(EXERCISE PROMPT): Reproduce the material below with every "one pin each" renamed to "one marker per item" and nothing else changed. Omit the pictures from your answer.

(Location labeling records)

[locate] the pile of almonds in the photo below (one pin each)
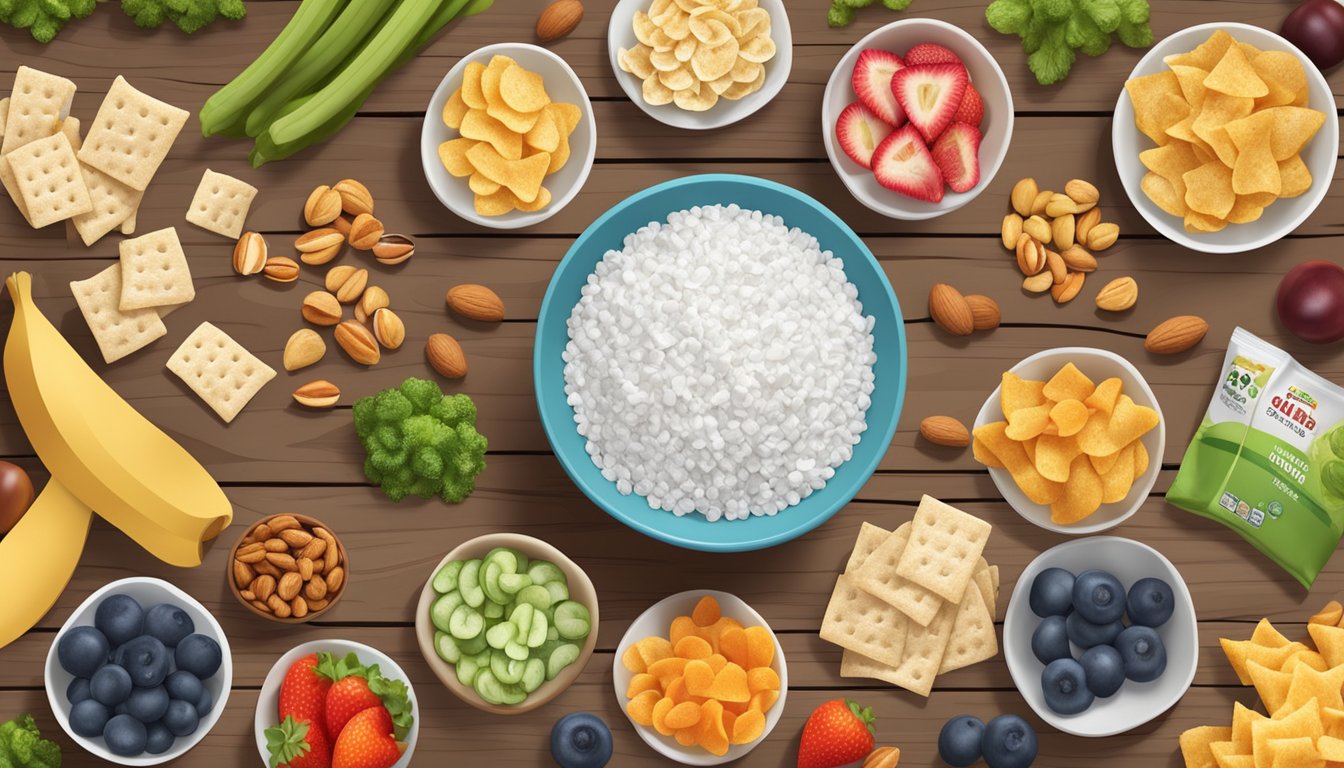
(288, 569)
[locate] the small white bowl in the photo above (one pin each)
(268, 701)
(1135, 704)
(1098, 365)
(563, 85)
(148, 592)
(899, 36)
(655, 622)
(621, 35)
(1282, 217)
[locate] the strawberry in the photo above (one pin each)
(902, 163)
(930, 96)
(872, 84)
(836, 733)
(859, 132)
(957, 155)
(367, 741)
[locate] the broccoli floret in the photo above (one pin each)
(420, 441)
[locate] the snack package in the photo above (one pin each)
(1268, 460)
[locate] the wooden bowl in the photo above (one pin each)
(309, 523)
(581, 591)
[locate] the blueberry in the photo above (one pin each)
(1144, 654)
(110, 685)
(1051, 592)
(89, 718)
(120, 618)
(958, 741)
(182, 718)
(1008, 743)
(1105, 670)
(199, 655)
(581, 740)
(1098, 596)
(1151, 603)
(148, 705)
(159, 739)
(125, 736)
(168, 623)
(1050, 640)
(145, 658)
(82, 651)
(1085, 634)
(1066, 686)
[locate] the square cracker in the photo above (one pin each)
(945, 546)
(155, 272)
(117, 332)
(132, 133)
(219, 370)
(859, 622)
(49, 180)
(221, 203)
(36, 106)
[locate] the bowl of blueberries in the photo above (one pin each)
(139, 673)
(1100, 635)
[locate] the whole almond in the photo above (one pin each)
(1118, 295)
(358, 342)
(445, 355)
(476, 303)
(945, 431)
(321, 308)
(949, 310)
(1176, 335)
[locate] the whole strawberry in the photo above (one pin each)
(837, 733)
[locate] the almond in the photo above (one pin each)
(1176, 335)
(1118, 295)
(445, 355)
(949, 310)
(945, 431)
(476, 303)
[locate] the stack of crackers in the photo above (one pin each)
(915, 603)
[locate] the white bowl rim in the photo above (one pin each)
(952, 201)
(429, 144)
(1159, 219)
(367, 654)
(1003, 479)
(182, 745)
(781, 31)
(1023, 588)
(668, 747)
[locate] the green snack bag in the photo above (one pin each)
(1268, 460)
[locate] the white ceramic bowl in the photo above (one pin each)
(1135, 704)
(621, 35)
(1098, 365)
(563, 85)
(268, 701)
(148, 592)
(1284, 215)
(899, 36)
(655, 622)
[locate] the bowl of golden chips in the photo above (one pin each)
(1226, 137)
(508, 136)
(1073, 439)
(700, 63)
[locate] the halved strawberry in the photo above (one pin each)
(957, 155)
(872, 84)
(902, 163)
(930, 96)
(859, 132)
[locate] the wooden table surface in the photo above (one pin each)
(277, 457)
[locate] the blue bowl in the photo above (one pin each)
(797, 210)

(SOLUTION TO THE PROBLEM):
[locate] the pile of almonds in the photo below (one marker per item)
(288, 569)
[locate] the small white bowl in the photo above (one marker per item)
(268, 701)
(1135, 704)
(1098, 365)
(563, 85)
(148, 592)
(899, 36)
(655, 622)
(621, 35)
(1282, 217)
[locate] the strawberry in the photo above (one marker per item)
(902, 163)
(930, 96)
(872, 84)
(836, 733)
(859, 132)
(957, 155)
(367, 741)
[locate] the broccoli floret in the photo above (one marker per item)
(420, 441)
[locate] the snack package in the photo above (one marker per item)
(1268, 460)
[locate] the wooden bowl in the photo above (one marker per item)
(309, 523)
(581, 591)
[locate] the blueberry in the photo above (one marker per item)
(1144, 654)
(110, 685)
(1051, 592)
(89, 718)
(120, 618)
(958, 741)
(182, 718)
(1008, 743)
(1105, 670)
(199, 655)
(581, 740)
(1098, 596)
(1151, 603)
(148, 705)
(159, 739)
(125, 736)
(168, 623)
(1050, 640)
(145, 658)
(82, 651)
(1085, 634)
(1066, 686)
[locate] the square cracker in the photo above (one marker per item)
(945, 546)
(155, 272)
(117, 332)
(132, 133)
(219, 370)
(859, 622)
(49, 180)
(221, 203)
(36, 106)
[locate] the bowl of blueberries in the photo above (one marker per item)
(139, 673)
(1100, 635)
[locate] the whole almond in the photo above (one marker per item)
(1118, 295)
(358, 342)
(445, 355)
(476, 303)
(945, 431)
(321, 308)
(949, 310)
(1176, 335)
[locate] the whole strawberry in the photo above (one marker per item)
(837, 733)
[locate] the almond in the photo above (one marker per item)
(1176, 335)
(1118, 295)
(445, 355)
(949, 310)
(945, 431)
(476, 303)
[locate] the stack of crackers in the photo above (one marker per item)
(915, 603)
[locate] the white bowl rim in the photo above (one marker per item)
(952, 201)
(429, 144)
(1159, 219)
(367, 654)
(1003, 479)
(182, 745)
(781, 31)
(1023, 588)
(668, 747)
[locate] the green snack bag in the photo above (one marker per item)
(1268, 460)
[locate] the white ceramic bowl in the photo above (one marker per item)
(1135, 704)
(621, 35)
(1098, 365)
(563, 85)
(268, 701)
(148, 592)
(1284, 215)
(899, 36)
(655, 622)
[locate] the bowl of golden chips in the photo above (one marker per item)
(1226, 137)
(508, 136)
(1073, 439)
(700, 63)
[locate] the halved strawberry in the photo above (one marker per item)
(957, 155)
(872, 84)
(902, 163)
(930, 96)
(859, 132)
[locate] the wooden table surface in the photo above (one marker per item)
(277, 457)
[locate] the blue bowl in the photo above (one marker per item)
(797, 210)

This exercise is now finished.